Такая смена условий и образа жизни не могла не привести к глубочайшим переменам самой структуры общественного сознания, моментально отразившимся и в поэзии, и в литературе, и в культуре в целом. Особый интерес здесь представляет не только феномен «деревенской прозы», но и целинная эпопея как своего рода культурное и социальное «противотечение» основному потоку, который для многих слоёв советского общества оказался чересчур стремительным.

В данной связи считаю уместным привести здесь одно личное наблюдение. Сейчас, например, в общественном транспорте, если есть свободные места, люди стремятся сесть отдельно от других, незнакомых им людей. А вот ещё в конце 60-х, напротив, как правило, подсаживались друг к другу – «чтобы не скучно было ехать». Деталь, конечно, мелкая, но весьма показательная.

Впрочем, перемены эти по культурологическому значению своему для нашего общества и нашего государства выходят далеко за рамки собственно ХХ века. Чтобы пояснить данное утверждение, следует сказать, что московская государственность изначально была направлена на собирание и защиту «русской земли», причём понятие «русской земли» носило вовсе не этнический, а именно государственный характер. В традиционной русской, восточно-славянской культуре понятие «земли» вообще не было двумерно-плоскостным и даже статичным. Земля рассматривалась в качестве не территории, тем более – не вещи, а как самостоятельный и самодостаточный процесс, своего рода живое и включённое в народное (и личное) бытие существо. «О, Руськая земле! Уже за шеломянем еси!» из «Слова о полку Игореве» – весьма характерное обращение русского человека к «своему» пространству. Оно настолько «своё», что воспринимается буквально как живое, как «мать-сыра земля», которая, словно детей, объединяет семьи в общины, а общины – в народ. Всякий русский – брат другого русского (и нерусского тоже) через общую землю-мать. Именно этот архетип земли-матери, земли-кормилицы лежал и в основе императива «Стоять за землю русскую!» – императива, который явно проходит через всю историю нашего народа, нашей государственной общности.

Да, наша история – это наша география. «Лишней» земли у русского народа не могло быть по определению, как не бывает у человека «лишней» руки или головы. При этом стоит заметить, что все «западнические» реформы нашей государственности: начиная с Ивана Грозного, впервые поделившего своё царство на «земщину» и «опричнину», и до нынешних «демократов» с их «свободной продажей земли», – оказывались направлены, в том числе и прежде всего, на преодоление этого органического, чуть ли не кровного единства народа со своей землёй, и тем самым на превращение русского народа – в нацию.

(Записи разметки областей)
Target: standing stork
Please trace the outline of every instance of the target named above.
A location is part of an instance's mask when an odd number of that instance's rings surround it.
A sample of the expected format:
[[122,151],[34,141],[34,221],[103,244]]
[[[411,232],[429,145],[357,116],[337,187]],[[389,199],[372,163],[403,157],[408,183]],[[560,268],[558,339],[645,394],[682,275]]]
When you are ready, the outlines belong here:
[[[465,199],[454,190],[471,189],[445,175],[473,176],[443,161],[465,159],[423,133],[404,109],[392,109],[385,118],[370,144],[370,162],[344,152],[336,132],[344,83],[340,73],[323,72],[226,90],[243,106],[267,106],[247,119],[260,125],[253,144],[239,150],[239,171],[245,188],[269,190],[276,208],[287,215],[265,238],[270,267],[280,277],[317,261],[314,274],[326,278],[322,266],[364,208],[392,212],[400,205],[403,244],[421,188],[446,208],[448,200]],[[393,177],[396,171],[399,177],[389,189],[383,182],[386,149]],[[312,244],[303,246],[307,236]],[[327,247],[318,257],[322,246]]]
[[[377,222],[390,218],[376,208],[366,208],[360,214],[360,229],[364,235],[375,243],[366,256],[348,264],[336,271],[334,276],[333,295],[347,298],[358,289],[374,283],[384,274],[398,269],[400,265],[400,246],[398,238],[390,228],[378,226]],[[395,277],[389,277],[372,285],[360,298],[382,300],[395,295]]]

Условие задания:
Пожалуйста, извлеките из отрывка о русской земле дословно фрагмент от слов «В данной связи» до слов «но весьма показательная.» включительно.

Ответ на задание:
В данной связи считаю уместным привести здесь одно личное наблюдение. Сейчас, например, в общественном транспорте, если есть свободные места, люди стремятся сесть отдельно от других, незнакомых им людей. А вот ещё в конце 60-х, напротив, как правило, подсаживались друг к другу – «чтобы не скучно было ехать». Деталь, конечно, мелкая, но весьма показательная.